Stored data:
<<<<
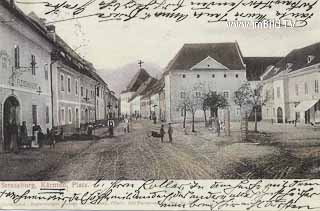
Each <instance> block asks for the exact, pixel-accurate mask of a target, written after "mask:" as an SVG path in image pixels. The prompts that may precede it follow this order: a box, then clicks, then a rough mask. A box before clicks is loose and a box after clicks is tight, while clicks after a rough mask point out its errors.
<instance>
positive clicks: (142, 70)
mask: <svg viewBox="0 0 320 211" xmlns="http://www.w3.org/2000/svg"><path fill="white" fill-rule="evenodd" d="M149 78H150V75H149V73H148V72H147V71H146V70H145V69H143V68H141V69H140V70H139V71H138V72H137V73H136V74H135V75H134V77H133V78H132V80H131V81H130V82H129V84H128V86H127V89H126V92H136V91H137V90H138V89H139V87H140V86H141V84H142V83H143V82H145V81H147V80H148V79H149Z"/></svg>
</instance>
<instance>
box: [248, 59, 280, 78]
mask: <svg viewBox="0 0 320 211" xmlns="http://www.w3.org/2000/svg"><path fill="white" fill-rule="evenodd" d="M282 58H283V57H244V58H243V61H244V63H245V64H246V75H247V80H248V81H259V80H260V76H261V75H262V74H263V73H264V72H265V71H266V69H267V68H268V67H269V66H270V65H275V64H276V63H277V62H279V61H280V59H282Z"/></svg>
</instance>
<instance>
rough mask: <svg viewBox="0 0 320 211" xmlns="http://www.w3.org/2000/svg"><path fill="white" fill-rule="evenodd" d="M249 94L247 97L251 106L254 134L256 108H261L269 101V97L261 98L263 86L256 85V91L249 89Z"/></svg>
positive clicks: (259, 85)
mask: <svg viewBox="0 0 320 211" xmlns="http://www.w3.org/2000/svg"><path fill="white" fill-rule="evenodd" d="M250 90H251V93H250V95H249V102H250V104H251V105H252V109H253V111H254V132H258V115H257V111H258V108H261V107H262V106H263V105H265V103H266V102H267V101H268V100H269V96H266V97H265V98H263V93H262V91H263V85H262V84H259V85H257V87H256V89H252V88H250Z"/></svg>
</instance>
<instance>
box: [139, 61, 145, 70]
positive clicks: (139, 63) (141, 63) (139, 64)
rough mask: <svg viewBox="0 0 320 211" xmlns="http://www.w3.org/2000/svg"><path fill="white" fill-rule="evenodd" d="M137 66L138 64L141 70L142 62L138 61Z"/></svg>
mask: <svg viewBox="0 0 320 211" xmlns="http://www.w3.org/2000/svg"><path fill="white" fill-rule="evenodd" d="M138 64H139V66H140V69H141V68H142V65H143V64H144V62H143V61H141V60H140V61H139V62H138Z"/></svg>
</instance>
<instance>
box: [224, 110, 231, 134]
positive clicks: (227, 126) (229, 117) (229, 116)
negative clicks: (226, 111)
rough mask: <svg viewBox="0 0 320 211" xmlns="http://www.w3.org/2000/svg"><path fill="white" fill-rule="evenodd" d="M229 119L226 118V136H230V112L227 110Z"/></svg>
mask: <svg viewBox="0 0 320 211" xmlns="http://www.w3.org/2000/svg"><path fill="white" fill-rule="evenodd" d="M226 114H227V117H226V118H225V134H226V136H230V134H231V132H230V110H229V109H227V113H226Z"/></svg>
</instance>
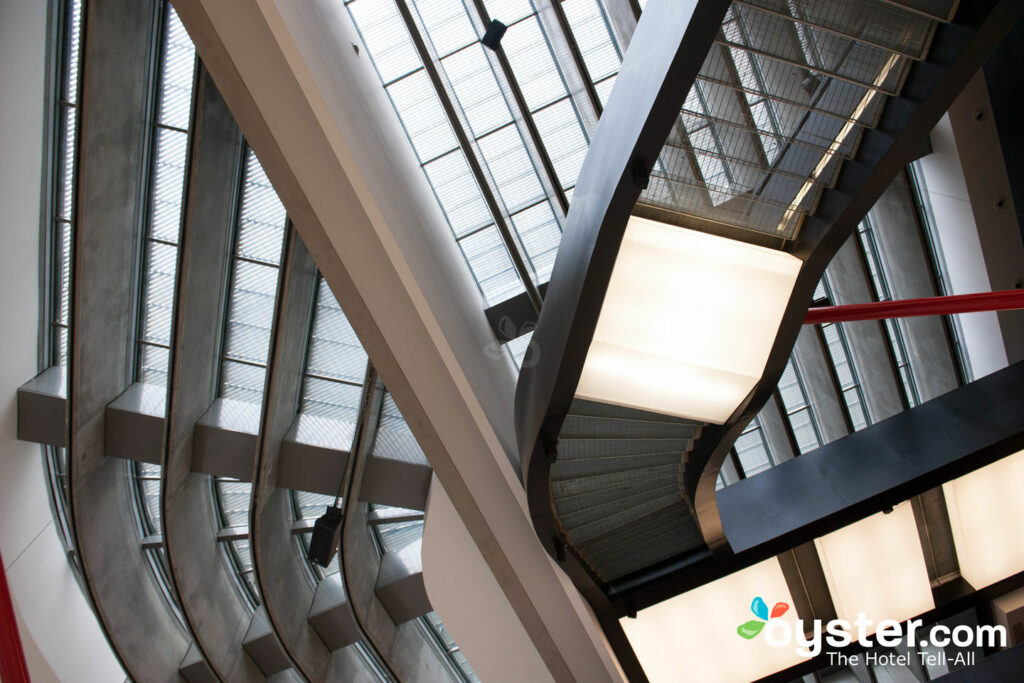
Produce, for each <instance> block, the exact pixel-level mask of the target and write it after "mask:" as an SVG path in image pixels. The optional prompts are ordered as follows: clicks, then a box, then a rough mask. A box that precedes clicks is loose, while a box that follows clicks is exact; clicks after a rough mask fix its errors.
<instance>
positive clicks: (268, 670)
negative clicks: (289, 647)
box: [242, 606, 292, 677]
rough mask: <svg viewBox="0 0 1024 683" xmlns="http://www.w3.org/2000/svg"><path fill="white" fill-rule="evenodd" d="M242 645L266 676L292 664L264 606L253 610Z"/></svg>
mask: <svg viewBox="0 0 1024 683" xmlns="http://www.w3.org/2000/svg"><path fill="white" fill-rule="evenodd" d="M242 645H243V647H245V648H246V652H248V653H249V656H251V657H252V658H253V661H255V663H256V666H258V667H259V669H260V671H262V672H263V675H264V676H266V677H270V676H273V675H274V674H280V673H282V672H285V671H287V670H288V669H289V668H290V667H291V666H292V661H291V659H289V658H288V655H287V654H285V650H284V649H283V648H282V647H281V641H279V640H278V637H276V635H274V633H273V629H271V628H270V622H269V621H268V620H267V618H266V611H265V609H264V608H263V607H262V606H260V607H257V608H256V610H255V611H254V612H253V616H252V620H251V621H250V622H249V628H248V629H247V630H246V636H245V638H243V639H242Z"/></svg>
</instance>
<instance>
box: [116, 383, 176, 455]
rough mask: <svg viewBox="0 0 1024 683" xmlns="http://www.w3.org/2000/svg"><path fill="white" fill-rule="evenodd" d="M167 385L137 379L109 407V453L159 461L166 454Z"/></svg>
mask: <svg viewBox="0 0 1024 683" xmlns="http://www.w3.org/2000/svg"><path fill="white" fill-rule="evenodd" d="M166 408H167V389H166V388H165V387H162V386H157V385H154V384H142V383H140V382H135V383H133V384H131V385H130V386H129V387H128V388H127V389H125V391H124V393H122V394H121V395H120V396H118V397H117V398H115V399H114V400H113V401H112V402H111V403H110V404H109V405H108V407H106V413H105V415H104V418H105V430H106V455H108V456H111V457H114V458H122V459H124V460H135V461H138V462H140V463H151V464H153V465H160V464H161V462H163V461H162V459H163V454H164V427H165V419H164V416H165V415H166Z"/></svg>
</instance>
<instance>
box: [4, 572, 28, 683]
mask: <svg viewBox="0 0 1024 683" xmlns="http://www.w3.org/2000/svg"><path fill="white" fill-rule="evenodd" d="M29 680H30V679H29V667H28V666H27V665H26V664H25V650H24V649H22V636H20V634H19V633H18V632H17V620H15V618H14V603H13V602H11V599H10V590H9V589H8V588H7V571H6V569H4V564H3V555H0V681H3V683H29Z"/></svg>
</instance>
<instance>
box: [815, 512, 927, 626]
mask: <svg viewBox="0 0 1024 683" xmlns="http://www.w3.org/2000/svg"><path fill="white" fill-rule="evenodd" d="M814 545H815V546H816V547H817V549H818V556H819V557H820V558H821V568H822V569H824V573H825V581H826V582H827V583H828V591H829V592H830V593H831V597H833V603H834V604H835V605H836V614H837V616H838V617H839V618H843V620H847V621H848V622H850V623H851V624H852V623H853V622H854V620H856V618H857V615H858V614H859V613H860V612H863V613H864V614H865V615H866V617H867V618H869V620H870V621H871V622H872V626H871V628H870V629H868V630H867V633H874V631H876V628H877V626H878V624H879V622H880V621H882V620H884V618H892V620H896V621H897V622H902V621H904V620H907V618H911V617H913V616H918V615H919V614H922V613H924V612H926V611H928V610H930V609H932V608H934V607H935V601H934V600H933V599H932V588H931V582H930V581H929V579H928V567H927V566H926V565H925V554H924V552H923V551H922V549H921V538H920V537H919V536H918V524H916V522H915V521H914V518H913V508H912V507H911V506H910V504H909V503H903V504H901V505H899V506H897V507H896V508H895V509H894V510H893V511H892V512H891V513H889V514H884V513H881V512H880V513H878V514H876V515H871V516H870V517H867V518H866V519H861V520H860V521H859V522H856V523H853V524H850V525H849V526H845V527H843V528H841V529H839V530H838V531H833V532H831V533H828V535H827V536H823V537H821V538H820V539H815V541H814ZM855 634H856V632H855V630H854V635H855Z"/></svg>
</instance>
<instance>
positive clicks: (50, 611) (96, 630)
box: [0, 0, 125, 681]
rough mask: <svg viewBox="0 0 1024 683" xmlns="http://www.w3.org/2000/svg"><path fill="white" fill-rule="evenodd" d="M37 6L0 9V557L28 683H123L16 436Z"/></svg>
mask: <svg viewBox="0 0 1024 683" xmlns="http://www.w3.org/2000/svg"><path fill="white" fill-rule="evenodd" d="M48 4H49V3H47V2H45V1H44V0H3V1H2V2H0V150H2V151H3V153H2V154H0V216H2V217H3V224H2V225H0V321H2V326H0V551H2V552H3V560H4V569H5V570H6V572H7V580H8V583H9V585H10V590H11V594H12V597H13V599H14V603H15V606H16V608H17V612H18V616H19V620H18V621H19V625H20V627H22V639H23V641H24V645H25V649H26V655H27V659H28V663H29V668H30V673H31V675H32V678H33V680H34V681H54V680H59V681H123V680H124V679H125V675H124V672H123V671H122V669H121V667H120V665H119V664H118V661H117V659H116V658H115V656H114V655H113V653H112V652H111V649H110V646H109V644H108V642H106V639H105V638H104V637H103V634H102V632H101V630H100V628H99V625H98V623H97V622H96V618H95V616H94V615H93V613H92V610H91V609H90V608H89V605H88V603H87V602H86V600H85V597H84V596H83V594H82V591H81V590H80V588H79V586H78V583H77V582H76V581H75V578H74V575H73V574H72V571H71V568H70V567H69V565H68V562H67V560H66V558H65V554H63V549H62V547H61V545H60V541H59V539H58V538H57V532H56V530H55V528H54V525H53V517H52V515H51V514H50V507H49V499H48V493H47V488H46V481H45V474H44V471H43V462H42V458H41V449H40V446H39V445H37V444H33V443H25V442H22V441H18V440H17V439H16V403H15V397H16V391H17V387H18V386H19V385H22V384H23V383H25V382H26V381H28V380H30V379H32V377H33V376H34V375H36V373H37V371H38V370H39V369H38V355H37V353H38V351H37V338H38V330H39V296H38V292H39V260H40V256H39V231H40V228H39V207H40V187H41V179H42V154H41V148H42V147H41V144H42V140H43V102H44V99H45V95H46V93H45V92H44V87H45V86H44V78H43V77H44V71H45V70H44V65H45V48H46V22H47V5H48Z"/></svg>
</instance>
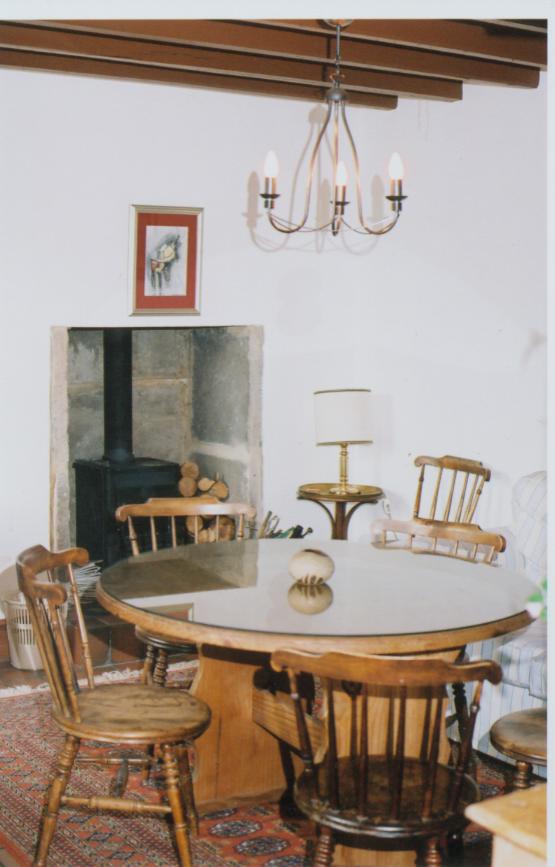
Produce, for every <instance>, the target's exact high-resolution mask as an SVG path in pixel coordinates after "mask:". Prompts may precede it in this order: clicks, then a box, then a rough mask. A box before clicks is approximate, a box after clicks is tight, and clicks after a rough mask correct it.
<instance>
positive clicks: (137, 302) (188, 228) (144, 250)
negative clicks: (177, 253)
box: [135, 211, 199, 310]
mask: <svg viewBox="0 0 555 867" xmlns="http://www.w3.org/2000/svg"><path fill="white" fill-rule="evenodd" d="M198 221H199V214H176V213H173V214H172V213H168V212H165V213H160V212H155V211H152V212H149V211H143V212H140V213H138V214H137V226H136V252H135V309H136V310H177V309H182V310H188V309H194V308H196V306H197V303H196V301H197V292H198V287H197V256H198ZM147 226H184V227H186V228H187V229H188V230H189V233H188V235H187V239H188V243H187V274H186V280H187V284H186V288H187V291H186V294H185V295H146V294H145V285H144V275H145V265H146V230H147Z"/></svg>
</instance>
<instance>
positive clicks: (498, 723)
mask: <svg viewBox="0 0 555 867" xmlns="http://www.w3.org/2000/svg"><path fill="white" fill-rule="evenodd" d="M490 737H491V742H492V744H493V745H494V747H495V749H497V750H499V751H500V752H502V753H505V755H507V756H510V757H511V758H512V759H517V761H524V762H530V763H531V764H534V765H546V764H547V708H545V707H535V708H528V709H527V710H519V711H516V712H515V713H509V714H507V716H504V717H501V719H500V720H497V722H496V723H495V724H494V725H493V726H492V728H491V731H490Z"/></svg>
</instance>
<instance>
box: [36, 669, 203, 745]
mask: <svg viewBox="0 0 555 867" xmlns="http://www.w3.org/2000/svg"><path fill="white" fill-rule="evenodd" d="M77 698H78V703H79V715H80V717H81V720H80V722H76V721H75V720H73V719H69V718H67V717H64V716H62V714H61V713H60V712H59V711H58V710H55V711H54V714H53V715H54V719H55V721H56V723H57V724H58V725H59V726H60V728H61V729H63V731H65V732H67V733H68V734H71V735H75V736H76V737H78V738H87V739H91V740H96V741H101V742H104V743H125V744H154V743H179V742H181V741H184V740H188V739H189V738H195V737H197V736H198V735H199V734H201V733H202V732H203V731H204V730H205V729H206V728H207V726H208V724H209V722H210V709H209V707H208V705H207V704H205V702H203V701H201V700H200V699H198V698H195V697H194V696H193V695H191V694H190V693H188V692H185V691H182V690H175V689H164V688H162V687H159V686H146V685H144V684H128V683H124V684H120V683H115V684H103V685H102V686H97V687H95V688H94V689H86V690H84V691H83V692H80V693H79V694H78V697H77Z"/></svg>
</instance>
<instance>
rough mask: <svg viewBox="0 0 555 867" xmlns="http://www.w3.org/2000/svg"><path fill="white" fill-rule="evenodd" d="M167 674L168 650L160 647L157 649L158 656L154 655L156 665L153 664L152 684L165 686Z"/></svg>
mask: <svg viewBox="0 0 555 867" xmlns="http://www.w3.org/2000/svg"><path fill="white" fill-rule="evenodd" d="M167 674H168V651H167V650H162V649H161V648H160V649H159V650H158V656H157V657H156V665H155V666H154V673H153V675H152V683H153V684H154V686H165V685H166V677H167Z"/></svg>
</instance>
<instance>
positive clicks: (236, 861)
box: [0, 690, 506, 867]
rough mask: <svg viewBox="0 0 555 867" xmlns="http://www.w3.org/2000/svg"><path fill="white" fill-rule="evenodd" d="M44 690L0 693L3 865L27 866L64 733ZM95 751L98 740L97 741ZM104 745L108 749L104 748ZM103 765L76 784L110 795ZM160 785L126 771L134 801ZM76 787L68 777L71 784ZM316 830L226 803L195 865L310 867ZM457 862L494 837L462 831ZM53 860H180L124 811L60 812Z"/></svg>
mask: <svg viewBox="0 0 555 867" xmlns="http://www.w3.org/2000/svg"><path fill="white" fill-rule="evenodd" d="M50 706H51V705H50V695H49V693H48V692H47V691H45V690H38V691H35V692H31V693H26V694H25V693H24V694H19V695H15V696H11V697H8V698H4V699H3V700H2V701H0V721H1V727H0V867H2V865H3V855H2V850H4V854H5V856H6V862H7V863H9V864H13V863H15V864H17V865H30V864H31V862H32V854H33V850H34V845H35V841H36V835H37V829H38V825H39V819H40V813H41V808H42V803H43V798H44V794H45V789H46V785H47V782H48V779H49V776H50V773H51V769H52V768H53V766H54V763H55V761H56V758H57V754H58V750H59V748H60V745H61V742H62V737H61V735H60V733H59V731H58V729H57V728H56V726H55V725H54V724H53V723H52V721H51V719H50ZM91 749H94V748H91ZM99 749H106V748H105V747H99ZM503 767H505V766H501V763H499V762H496V761H495V760H493V759H484V760H481V761H480V763H479V770H478V780H479V782H480V786H481V789H482V795H483V797H491V796H492V795H495V794H497V793H498V792H499V791H501V790H502V789H503V788H504V787H505V785H506V783H505V779H504V774H503V771H502V768H503ZM107 777H108V772H107V770H106V769H98V770H97V769H96V768H94V766H91V765H82V766H80V767H77V768H76V770H75V771H74V773H73V776H72V780H73V784H74V789H79V790H80V791H81V792H88V793H90V794H91V795H98V794H106V793H107ZM158 787H159V783H158V781H157V780H156V778H154V779H153V780H152V781H151V782H149V783H148V784H146V785H143V784H142V783H141V780H140V773H137V772H133V773H131V774H130V785H129V789H128V792H129V793H130V794H131V796H132V797H136V798H137V799H138V800H148V801H151V800H152V801H156V800H157V799H158V796H159V791H158ZM70 791H71V785H70V788H69V789H68V792H70ZM313 841H314V836H313V828H312V826H311V825H310V824H309V823H307V822H304V821H298V820H294V819H287V818H285V819H282V818H281V817H280V815H279V811H278V807H277V805H275V804H259V805H256V806H251V807H245V806H243V807H237V808H229V809H223V810H220V811H218V812H212V813H205V814H204V815H201V823H200V835H199V837H198V838H196V839H194V841H193V855H194V864H195V867H224V865H227V867H240V865H249V867H305V865H308V864H309V863H310V862H309V860H308V858H307V853H310V851H311V849H312V847H313ZM456 863H457V864H458V867H461V865H462V864H464V865H465V867H489V865H490V863H491V838H490V835H489V834H487V833H486V832H485V831H482V830H480V829H478V828H477V827H476V826H469V828H468V831H467V833H466V834H465V855H464V861H461V860H458V861H457V862H456ZM49 864H50V865H52V867H99V865H141V867H172V865H176V864H177V859H176V856H175V854H174V850H173V848H172V845H171V841H170V835H169V832H168V827H167V825H166V823H165V822H164V820H161V819H158V818H148V817H132V816H126V815H122V814H117V813H113V814H107V813H101V814H91V813H85V812H82V813H73V812H70V811H62V813H61V815H60V820H59V823H58V828H57V831H56V834H55V836H54V840H53V842H52V846H51V849H50V857H49Z"/></svg>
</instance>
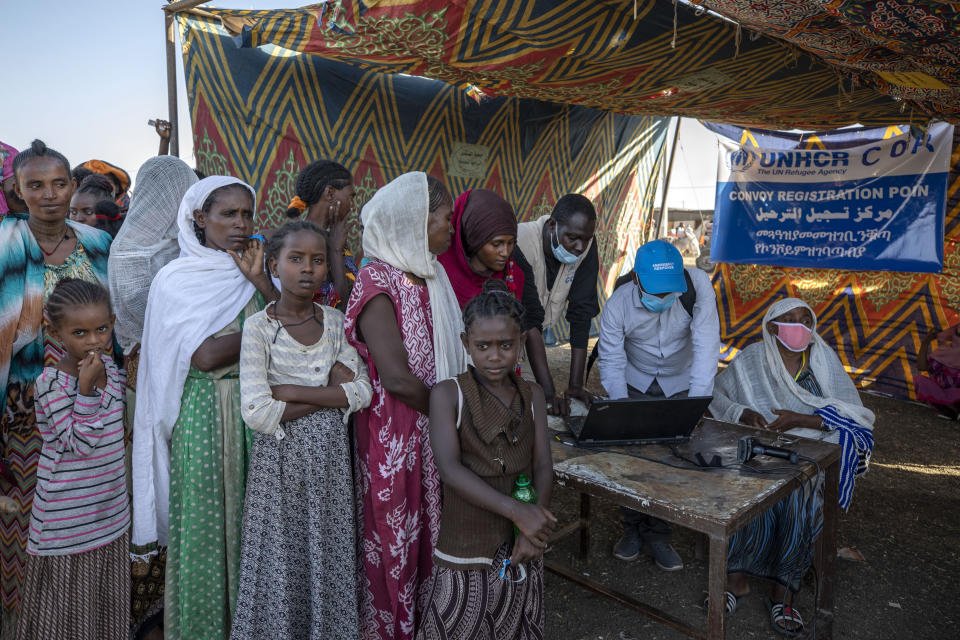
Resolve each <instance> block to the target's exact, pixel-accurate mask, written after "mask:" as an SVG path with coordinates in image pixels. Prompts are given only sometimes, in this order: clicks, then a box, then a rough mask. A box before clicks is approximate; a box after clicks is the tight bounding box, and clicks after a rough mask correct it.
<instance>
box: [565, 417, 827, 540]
mask: <svg viewBox="0 0 960 640" xmlns="http://www.w3.org/2000/svg"><path fill="white" fill-rule="evenodd" d="M744 435H753V436H755V437H756V438H757V441H758V442H759V443H762V444H773V445H775V446H781V447H785V448H790V449H792V450H794V451H796V452H797V453H800V454H802V455H805V456H808V457H810V458H812V459H814V460H816V461H817V462H818V463H819V464H820V468H821V469H823V470H825V469H826V468H827V467H828V466H830V465H831V464H833V463H835V462H837V461H838V460H839V457H840V447H839V446H837V445H834V444H830V443H828V442H820V441H817V440H808V439H806V438H795V437H792V436H791V438H792V439H793V440H794V441H795V442H793V443H792V444H783V443H779V444H778V443H776V442H775V440H776V434H775V433H772V432H769V431H764V430H760V429H754V428H751V427H745V426H742V425H735V424H730V423H726V422H719V421H716V420H712V419H704V420H703V421H702V422H701V424H700V425H699V426H698V427H697V428H696V429H695V430H694V432H693V434H692V435H691V438H690V440H689V441H688V442H686V443H683V444H681V445H678V446H677V447H676V449H677V452H678V453H680V454H681V455H682V456H684V457H686V458H689V459H691V460H692V459H694V458H695V456H696V454H697V453H698V452H699V453H701V454H702V455H703V457H704V458H705V459H706V460H707V461H708V462H709V461H710V459H711V458H712V457H713V456H714V455H719V456H720V458H721V463H722V464H724V465H728V464H735V463H736V462H737V442H738V440H739V439H740V437H741V436H744ZM551 449H552V454H553V470H554V475H555V477H556V479H557V482H559V483H560V484H561V485H564V486H571V487H573V488H576V489H578V490H580V491H584V492H585V493H589V494H592V495H597V496H599V497H603V498H608V499H611V500H613V501H614V502H616V503H618V504H621V505H623V506H626V507H630V508H635V509H638V510H641V511H643V512H645V513H648V514H650V515H652V516H654V517H657V518H661V519H663V520H667V521H668V522H674V523H676V524H679V525H682V526H686V527H688V528H691V529H694V530H696V531H701V532H702V533H706V534H708V535H713V536H721V537H727V536H729V535H731V534H732V533H734V532H735V531H736V530H738V529H739V528H740V527H742V526H743V525H744V524H746V523H747V522H749V521H750V520H752V519H753V518H754V517H755V515H756V514H757V513H759V512H761V511H762V510H764V509H766V508H768V507H769V506H772V505H773V504H774V503H776V502H777V501H779V500H780V499H781V498H782V497H783V496H784V495H786V494H787V493H788V492H789V491H791V490H793V489H794V488H796V487H798V486H799V484H798V480H799V477H800V471H801V470H802V471H803V472H804V473H806V474H807V475H808V476H810V475H813V473H815V471H816V467H815V466H814V465H813V464H810V463H805V462H803V461H801V463H800V464H799V465H791V464H790V463H789V462H788V461H787V460H782V459H779V458H771V457H768V456H760V457H757V458H754V460H752V461H750V462H749V463H748V465H747V466H750V467H752V468H756V469H771V468H774V467H777V468H781V469H782V468H784V467H789V468H791V469H795V470H796V471H794V472H792V473H789V472H788V473H765V474H761V473H753V472H749V471H745V470H742V469H739V468H731V469H719V470H709V471H705V470H702V469H696V470H694V469H678V468H676V467H673V466H668V465H677V466H681V467H689V466H690V465H689V463H687V462H684V461H683V460H680V459H678V458H677V457H675V456H674V455H673V454H672V453H671V451H670V448H669V447H667V446H664V445H644V446H611V447H609V448H608V450H606V451H602V452H597V451H591V450H588V449H581V448H577V447H574V446H570V445H568V444H564V443H563V442H560V441H558V440H557V439H556V438H554V439H552V442H551ZM638 455H639V456H643V458H645V459H641V458H638V457H636V456H638ZM662 463H666V464H662Z"/></svg>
>>>>
▶ [WHAT YOU ARE ASKED TO DO]: If a line of the data above contains "negative", copy it out.

▶ [ANSWER SPACE]:
negative clicks: (226, 111)
negative clicks: (289, 647)
negative clicks: (177, 253)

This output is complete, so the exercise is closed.